▸ **TEXTE FOURNI**

Hermann Göring constitua sa collection en recevant des cadeaux, en achetant des œuvres et en pillant purement et simplement. Il était friand des tableaux de Cranach l’Ancien, qu’il estimait emblématique de l’identité allemande (Adam et Eve).

📸 En images : Himmler, Goebbels, Göring... Les principales figures du nazisme.➤ Article paru dans dans le magazine GEO Histoire de février - mars 2020 sur le premier cercle d’Hitler

Qui était Hermann Göring, bras droit d’Hitler et pilleur d’art ?
Le 12 janvier 1938, Hitler offre à Göring, pour son anniversaire, un tableau du peintre autrichien Hans Makart : La Fauconnière (1880). Avant même le début de la guerre, le ministre de l’Aviation s’était déjà constitué une belle collection. © akg-images / ullstein bild

Dès 1933, cet as de l’aviation devint le bras droit d’Adolf Hitler. A ce titre, il fit main basse sur les richesses artistiques des pays conquis. Et amassa une immense collection personnelle.

Rien n’était trop flamboyant pour le Gargantua d’outre-Rhin. Les murs de son château regorgeaient de plusieurs centaines d’œuvres inestimables – tapisseries des Gobelins, tableaux de Cranach l’Ancien, toiles de Rubens… – volées dans des musées allemands ou dans les collections privées des pays conquis. Même les chefs-d’œuvre de l’« art dégénéré » y trouvaient leur place : les Deux Tournesols de Van Gogh trônaient dans sa chambre à coucher. Son goût, bien plus averti que celui du Führer, lui avait même permis de s’emparer de certaines pièces – tel le tableauVénus et l’Amour de Boucher – à la barbe de son mentor

Aujourd’hui, il ne reste plus rien de la vaste demeure d’Hermann Göring, baptisée Carinhall en l’honneur de sa première femme (Carin), et située dans la vaste forêt de la Schorfheide, au nord de Berlin. Les tableaux ont été rendus aux collections pillées durant la guerre dans l’Europe occupée. Göring, l’un des dauphins du Führer, sans nul doute l’une des personnalités les plus populaires du Reich, l’une des plus riches aussi, perdit tout lorsqu’il fut contraint de se rendre aux Américains début mai 1945. Condamné à Nuremberg dont il fut la « vedette » incontestée, il se suicida après avoir prononcé ces mots : « Il est impossible de pendre le Reichsmarschall allemand ! Pour l’honneur de l’Allemagne, je ne peux le permettre. En outre, je n’ai nullement l’obligation morale de me soumettre à la justice de mes ennemis. J’ai donc choisi la mort du grand Hannibal. » C’était donc sur ces paroles insolentes que Göring mit fin à ses jours. Une dernière sortie théâtrale qui résume bien le caractère de cet homme « aussi ridicule que redoutable », selon les mots de son biographe François Kersaudy (éd. Perrin, 2009). Cet « homme de la Renaissance », comme il aimait se présenter, n’était pas à un paradoxe près : ancien as de l’aviation, il fut pourtant un ministre de l’Air déplorable. Ayant souvent mauvais goût, il était également un grand amateur d’art. Maréchal décoré à de nombreuses reprises, il n’était pourtant pas un va-t-en-guerre. Nazi de la première heure, il traitait l’idéologue du parti Alfred Rosenberg d’« illuminé ».

▸ **TÂCHES À FAIRE**
a: Recopiez, dans le texte sur Hermann Göring, tout ce qui va de « Le 12 janvier » jusqu'à « immense collection personnelle. ».
b: Extrayez de la liste toutes les lignes qui contiennent la chaîne « front », en tenant compte de la casse.

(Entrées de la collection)
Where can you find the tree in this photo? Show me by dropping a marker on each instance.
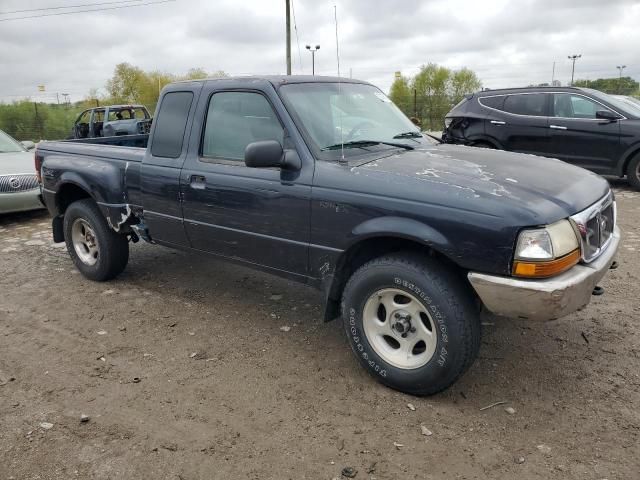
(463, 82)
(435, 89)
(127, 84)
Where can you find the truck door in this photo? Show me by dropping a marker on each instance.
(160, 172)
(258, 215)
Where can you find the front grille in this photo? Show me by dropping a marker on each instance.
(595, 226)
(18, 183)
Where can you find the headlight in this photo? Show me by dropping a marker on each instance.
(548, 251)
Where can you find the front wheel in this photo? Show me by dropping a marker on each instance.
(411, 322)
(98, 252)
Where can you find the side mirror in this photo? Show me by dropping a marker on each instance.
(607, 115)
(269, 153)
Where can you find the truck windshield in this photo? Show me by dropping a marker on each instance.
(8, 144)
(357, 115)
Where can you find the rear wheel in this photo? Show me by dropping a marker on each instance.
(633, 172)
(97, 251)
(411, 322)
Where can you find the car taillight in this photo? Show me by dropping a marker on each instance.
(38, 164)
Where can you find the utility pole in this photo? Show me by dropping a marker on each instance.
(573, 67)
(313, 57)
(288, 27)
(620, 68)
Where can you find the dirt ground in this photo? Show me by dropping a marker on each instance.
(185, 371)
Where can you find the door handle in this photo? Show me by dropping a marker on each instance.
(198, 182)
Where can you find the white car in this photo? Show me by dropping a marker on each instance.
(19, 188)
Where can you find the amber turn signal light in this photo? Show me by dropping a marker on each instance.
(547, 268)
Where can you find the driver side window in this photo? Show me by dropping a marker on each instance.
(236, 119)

▸ **RÉSULTATS**
a:
Le 12 janvier 1938, Hitler offre à Göring, pour son anniversaire, un tableau du peintre autrichien Hans Makart : La Fauconnière (1880). Avant même le début de la guerre, le ministre de l’Aviation s’était déjà constitué une belle collection. © akg-images / ullstein bild

Dès 1933, cet as de l’aviation devint le bras droit d’Adolf Hitler. A ce titre, il fit main basse sur les richesses artistiques des pays conquis. Et amassa une immense collection personnelle.

b:
Where can you find the front grille in this photo? Show me by dropping a marker on each instance.
Where can you find the front wheel in this photo? Show me by dropping a marker on each instance.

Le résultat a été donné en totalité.